• TASK TO CARRY OUT:
Print out each entry below exactly, please.

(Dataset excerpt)
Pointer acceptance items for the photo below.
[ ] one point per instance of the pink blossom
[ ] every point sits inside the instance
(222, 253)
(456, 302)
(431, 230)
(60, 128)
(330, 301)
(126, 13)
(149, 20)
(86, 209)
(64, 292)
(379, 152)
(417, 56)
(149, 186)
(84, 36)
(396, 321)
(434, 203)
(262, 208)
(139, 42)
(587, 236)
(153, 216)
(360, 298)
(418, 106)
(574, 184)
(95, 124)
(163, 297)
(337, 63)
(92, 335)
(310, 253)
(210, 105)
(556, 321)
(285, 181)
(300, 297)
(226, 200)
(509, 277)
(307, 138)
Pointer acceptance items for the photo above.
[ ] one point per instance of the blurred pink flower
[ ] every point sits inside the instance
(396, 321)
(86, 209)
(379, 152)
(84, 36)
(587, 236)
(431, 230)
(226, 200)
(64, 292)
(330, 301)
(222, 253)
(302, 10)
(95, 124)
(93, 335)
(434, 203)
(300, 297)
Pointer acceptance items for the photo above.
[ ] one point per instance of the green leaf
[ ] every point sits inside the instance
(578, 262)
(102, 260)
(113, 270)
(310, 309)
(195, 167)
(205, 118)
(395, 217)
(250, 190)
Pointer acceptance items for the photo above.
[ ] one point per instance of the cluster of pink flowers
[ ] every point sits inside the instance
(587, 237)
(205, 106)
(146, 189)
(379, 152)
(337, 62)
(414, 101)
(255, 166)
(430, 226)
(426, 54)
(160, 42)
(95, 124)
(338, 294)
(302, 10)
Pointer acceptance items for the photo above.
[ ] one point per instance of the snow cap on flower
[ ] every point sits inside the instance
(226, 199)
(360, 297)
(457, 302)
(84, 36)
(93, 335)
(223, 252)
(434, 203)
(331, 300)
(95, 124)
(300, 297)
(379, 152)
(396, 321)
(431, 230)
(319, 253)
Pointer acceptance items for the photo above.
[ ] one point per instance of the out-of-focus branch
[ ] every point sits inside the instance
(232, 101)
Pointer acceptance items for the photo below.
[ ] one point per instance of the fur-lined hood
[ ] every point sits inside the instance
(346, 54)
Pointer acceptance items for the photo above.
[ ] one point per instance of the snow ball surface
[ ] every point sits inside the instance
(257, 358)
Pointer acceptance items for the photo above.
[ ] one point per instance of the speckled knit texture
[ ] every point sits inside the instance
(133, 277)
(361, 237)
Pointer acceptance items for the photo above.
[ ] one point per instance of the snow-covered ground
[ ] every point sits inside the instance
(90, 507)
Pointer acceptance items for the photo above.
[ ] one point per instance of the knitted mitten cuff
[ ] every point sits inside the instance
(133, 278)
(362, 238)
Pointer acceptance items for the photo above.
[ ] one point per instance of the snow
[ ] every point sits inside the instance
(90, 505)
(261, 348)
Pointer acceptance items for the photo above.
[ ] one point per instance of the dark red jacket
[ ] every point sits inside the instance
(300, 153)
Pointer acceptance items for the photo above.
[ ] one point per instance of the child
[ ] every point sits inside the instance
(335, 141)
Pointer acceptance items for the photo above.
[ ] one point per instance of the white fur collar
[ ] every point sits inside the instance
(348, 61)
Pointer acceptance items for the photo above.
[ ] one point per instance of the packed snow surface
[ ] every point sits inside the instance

• RESPONSE TO THE EXERCISE:
Pointer acceptance items for the photo below.
[ ] one point per instance of the pink blossom
[ ] every point sits inside the instance
(222, 253)
(456, 302)
(431, 230)
(60, 128)
(330, 301)
(126, 13)
(149, 20)
(86, 209)
(64, 292)
(379, 152)
(417, 56)
(149, 186)
(84, 36)
(396, 321)
(434, 203)
(262, 208)
(139, 42)
(587, 236)
(153, 216)
(360, 298)
(418, 106)
(574, 184)
(95, 124)
(163, 297)
(337, 63)
(92, 335)
(310, 253)
(210, 105)
(556, 321)
(285, 181)
(300, 297)
(226, 200)
(509, 277)
(307, 138)
Pointer acceptance items for the photo above.
[ ] one point per instance of the blurred pink flower
[ ] every point sits inside the instance
(396, 321)
(86, 209)
(379, 152)
(84, 36)
(587, 236)
(431, 230)
(226, 200)
(64, 292)
(330, 301)
(222, 253)
(302, 10)
(95, 124)
(93, 335)
(434, 203)
(300, 297)
Pointer acceptance items for the photo above.
[ ] one point per instance of the green leaf
[ ] every point sits inside the instance
(578, 262)
(102, 260)
(113, 270)
(310, 309)
(195, 167)
(205, 118)
(395, 217)
(250, 190)
Pointer acceptance items for the photo above.
[ ] one point per instance of the cluster of pink flowers
[ ] every point sits inside the instance
(587, 237)
(205, 106)
(146, 189)
(379, 152)
(337, 62)
(414, 101)
(255, 166)
(430, 226)
(426, 54)
(160, 42)
(95, 124)
(338, 294)
(302, 10)
Pointer acceptance items for the photo above.
[ ] one point per instance of the snow cap on flower
[ ] every point sits inside the instance
(226, 199)
(360, 297)
(457, 302)
(84, 36)
(93, 335)
(223, 252)
(434, 203)
(331, 300)
(95, 124)
(300, 297)
(379, 152)
(396, 321)
(431, 230)
(319, 253)
Pointer acceptance items for the photo above.
[ ] one point per instance of the out-of-focus branch
[ ] every point sits inside the instance
(232, 101)
Pointer acceptance items for the photo below.
[ ] one point per instance of the fur-lined hood
[ ] every point sits inside the instance
(346, 54)
Pointer acceptance items for the photo above.
[ ] one point per instance of the snow ball surface
[ ] every point sits inside the instance
(257, 358)
Pointer acceptance items for the photo above.
[ ] one point per instance of the speckled knit texture
[ ] every point sits inside the instance
(133, 277)
(361, 237)
Pointer acceptance items for the photo above.
[ ] one point per instance of the snow-covered ground
[ ] every point sits inside the instance
(90, 507)
Pointer acceptance items for the photo above.
[ ] one point per instance of the knitted mitten cuff
[ ] every point sits inside the instance
(133, 278)
(362, 238)
Pointer acceptance items for the photo above.
[ ] one point per instance of the snow
[ ] every point sits inside the instance
(90, 505)
(261, 348)
Pointer acceptance items for the photo above.
[ ] one point per instance of the dark red jacket
[ ] every point sits inside the instance
(300, 153)
Pointer acceptance items for the photo above.
[ ] one point per instance of the child
[ ] every point sits inside the instance
(335, 141)
Pointer acceptance items for the photo above.
[ ] one point per instance of the white fur collar
[ ] every point sits inside the instance
(348, 61)
Pointer acceptance items for the photo above.
[ ] one point per instance of the packed snow surface
[ ] every point sits inside the instance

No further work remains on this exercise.